Children fail to realize that a mother doesn’t have to provide their “wants”. Her bags are heavy because they are filled by everyone’s “wants”. There isn’t one “want” in the bags a mother is carrying that belongs to her. She looks past her self-fulfillment. She feels as though her wants and needs are not important; therefore, they are never on the list. Children cannot see past their selfish ways. By law, a parent is supposed to provide shelter, food, clothing, make sure their children attend schools and have their annual health checkups. A mother isn’t required to put her children in extracurricular activities; that is a choice. Friends come and go; a marriage may last or fail, but once you’re a mother there is no such thing as divorcing your children. Being a mother is the hardest job ever; it is “till death do you part”. As a mother, you try your best to make sure your children do not make the same mistakes that you did.
A woman always gives away the heart of her soul; to her husband and/or significant other, children, family, friends, and in the workplace. A woman goes through so much emotionally, physically, and mentally. However, most of the time it goes unnoticed.
A woman is a visionary. She gathers great strength through the hardest challenges. She suits up for the battles that are set before her and executes them without hesitation.
Life has a funny way of expressing itself. I learned that during light or darkness we have to trust the path and follow directions in order to survive the transformation.
Slowly but surely, the darkness revealed light; and as the dim light shine brighter, I was mentally, physically, and emotionally prepared to battle the raging storms and the unfair, distasteful barriers. When my bags were too heavy and weighing me down, the darkness taught me when to put them down and focus on me. It taught me when to let go and know I could not change the situation. Most importantly, the darkness taught me that I could work through my trying times and make the best of what I was given.

****************

Parts of the exercise:
(1) Decide whether each statement agrees with the essay on motherhood, answering yes or no and quoting the words of the essay that decide it: (a) a mother is required to put her children in extracurricular activities; (b) a woman is described as a visionary; (c) the darkness taught the writer when to put down heavy bags and focus on the self.
(2) Rewrite the essay on motherhood from "A woman always" to "survive the transformation.", substituting "struggles" for "battles".
(3) Carry the essay on motherhood forward from its final sentence.

Dataset excerpts:

****************

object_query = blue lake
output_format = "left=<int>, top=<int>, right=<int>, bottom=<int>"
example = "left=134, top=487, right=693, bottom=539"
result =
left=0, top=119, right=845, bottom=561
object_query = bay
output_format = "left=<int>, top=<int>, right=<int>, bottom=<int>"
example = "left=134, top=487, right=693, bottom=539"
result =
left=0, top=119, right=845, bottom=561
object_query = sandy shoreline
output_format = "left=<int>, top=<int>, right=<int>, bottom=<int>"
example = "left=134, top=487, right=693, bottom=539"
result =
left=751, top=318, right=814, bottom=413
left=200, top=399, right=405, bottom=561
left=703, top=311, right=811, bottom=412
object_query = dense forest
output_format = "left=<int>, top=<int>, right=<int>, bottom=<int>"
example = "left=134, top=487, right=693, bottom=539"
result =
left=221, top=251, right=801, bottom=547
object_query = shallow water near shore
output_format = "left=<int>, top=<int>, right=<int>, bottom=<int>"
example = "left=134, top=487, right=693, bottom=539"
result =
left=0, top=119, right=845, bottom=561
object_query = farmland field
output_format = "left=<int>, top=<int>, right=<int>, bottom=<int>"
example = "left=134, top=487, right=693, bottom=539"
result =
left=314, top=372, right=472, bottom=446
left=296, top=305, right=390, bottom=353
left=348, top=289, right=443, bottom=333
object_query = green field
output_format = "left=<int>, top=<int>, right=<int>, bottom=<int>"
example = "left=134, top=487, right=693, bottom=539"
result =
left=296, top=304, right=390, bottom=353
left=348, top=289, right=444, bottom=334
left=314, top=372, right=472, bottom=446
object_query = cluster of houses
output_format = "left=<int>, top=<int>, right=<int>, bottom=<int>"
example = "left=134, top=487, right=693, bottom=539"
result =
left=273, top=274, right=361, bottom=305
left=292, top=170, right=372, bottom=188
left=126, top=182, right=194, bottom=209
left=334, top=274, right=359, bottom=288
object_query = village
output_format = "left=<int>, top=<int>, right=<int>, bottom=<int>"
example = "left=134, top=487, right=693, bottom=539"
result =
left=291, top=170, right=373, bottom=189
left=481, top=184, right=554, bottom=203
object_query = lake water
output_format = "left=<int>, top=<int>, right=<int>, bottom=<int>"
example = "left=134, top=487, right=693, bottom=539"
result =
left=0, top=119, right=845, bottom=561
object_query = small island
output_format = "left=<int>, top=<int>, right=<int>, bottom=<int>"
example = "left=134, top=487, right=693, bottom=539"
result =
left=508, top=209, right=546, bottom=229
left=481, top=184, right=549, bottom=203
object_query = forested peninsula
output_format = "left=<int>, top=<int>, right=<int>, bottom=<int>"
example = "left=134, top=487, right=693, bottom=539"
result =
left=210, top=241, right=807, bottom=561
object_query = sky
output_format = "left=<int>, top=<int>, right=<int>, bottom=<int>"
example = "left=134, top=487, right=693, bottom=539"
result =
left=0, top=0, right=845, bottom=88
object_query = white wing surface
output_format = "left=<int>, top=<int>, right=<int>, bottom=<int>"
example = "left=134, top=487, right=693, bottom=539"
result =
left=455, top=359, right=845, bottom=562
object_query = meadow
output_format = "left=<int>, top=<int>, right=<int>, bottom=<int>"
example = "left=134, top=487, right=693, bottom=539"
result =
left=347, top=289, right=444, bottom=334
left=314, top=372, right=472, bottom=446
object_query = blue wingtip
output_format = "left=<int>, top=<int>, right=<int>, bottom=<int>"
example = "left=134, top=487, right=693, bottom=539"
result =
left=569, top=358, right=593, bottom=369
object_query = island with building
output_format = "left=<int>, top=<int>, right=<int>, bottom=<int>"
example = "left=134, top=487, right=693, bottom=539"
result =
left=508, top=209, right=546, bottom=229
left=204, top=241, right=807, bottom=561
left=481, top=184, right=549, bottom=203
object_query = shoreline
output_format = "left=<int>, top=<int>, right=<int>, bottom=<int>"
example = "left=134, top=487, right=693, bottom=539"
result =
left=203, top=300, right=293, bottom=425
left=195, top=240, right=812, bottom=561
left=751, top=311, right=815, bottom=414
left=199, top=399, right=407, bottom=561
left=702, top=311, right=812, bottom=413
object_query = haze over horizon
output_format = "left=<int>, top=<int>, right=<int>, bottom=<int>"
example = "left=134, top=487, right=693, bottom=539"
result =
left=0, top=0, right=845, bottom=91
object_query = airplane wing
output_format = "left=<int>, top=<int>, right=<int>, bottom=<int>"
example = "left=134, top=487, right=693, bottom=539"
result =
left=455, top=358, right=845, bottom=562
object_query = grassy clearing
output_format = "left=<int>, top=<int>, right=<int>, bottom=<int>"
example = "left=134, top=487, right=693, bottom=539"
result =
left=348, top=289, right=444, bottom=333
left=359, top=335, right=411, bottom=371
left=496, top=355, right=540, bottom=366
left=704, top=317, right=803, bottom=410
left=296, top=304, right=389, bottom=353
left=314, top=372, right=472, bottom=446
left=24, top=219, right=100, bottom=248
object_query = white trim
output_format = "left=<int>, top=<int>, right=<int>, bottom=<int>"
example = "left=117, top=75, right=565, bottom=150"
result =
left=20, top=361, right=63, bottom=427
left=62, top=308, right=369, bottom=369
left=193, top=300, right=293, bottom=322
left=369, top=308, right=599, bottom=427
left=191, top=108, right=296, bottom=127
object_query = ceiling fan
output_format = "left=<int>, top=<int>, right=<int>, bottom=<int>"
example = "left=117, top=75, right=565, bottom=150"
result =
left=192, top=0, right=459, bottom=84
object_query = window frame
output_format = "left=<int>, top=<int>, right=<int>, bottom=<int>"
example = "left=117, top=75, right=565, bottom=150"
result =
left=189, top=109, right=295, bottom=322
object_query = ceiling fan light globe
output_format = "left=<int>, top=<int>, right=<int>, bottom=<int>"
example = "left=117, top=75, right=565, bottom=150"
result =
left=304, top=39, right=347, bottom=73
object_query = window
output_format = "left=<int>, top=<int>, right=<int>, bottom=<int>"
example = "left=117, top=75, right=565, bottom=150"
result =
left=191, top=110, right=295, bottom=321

****************

Per-task answers:
(1)
(a) No: "A mother isn’t required to put her children in extracurricular activities; that is a choice."
(b) Yes: "A woman is a visionary."
(c) Yes: "When my bags were too heavy and weighing me down, the darkness taught me when to put them down and focus on me."

(2)
A woman always gives away the heart of her soul; to her husband and/or significant other, children, family, friends, and in the workplace. A woman goes through so much emotionally, physically, and mentally. However, most of the time it goes unnoticed.
A woman is a visionary. She gathers great strength through the hardest challenges. She suits up for the struggles that are set before her and executes them without hesitation.
Life has a funny way of expressing itself. I learned that during light or darkness we have to trust the path and follow directions in order to survive the transformation.

(3)
I wonder why a woman has to work one hundred times harder than her male counterparts. Every time I look around, I see that a woman has to prove to people that she is worthy of the same respect and appreciation that others receive. Why is it that a woman has to compromise her self-worth to please other people and make them happy? Is that fair?
A woman imagines what she wants, and plans mentally for the transition. She gathers strength to prepare for the emotional challenges in her life that lie ahead. Conflicts try to break her stride but although she is filled with pain, she still walks with confidence, and with a smile on her face. When there is a world of distractions and difficult decisions to make, when a woman finds herself straying off the tracks, she will not feel defeated. She is courageous! She is victorious! She is a pioneer!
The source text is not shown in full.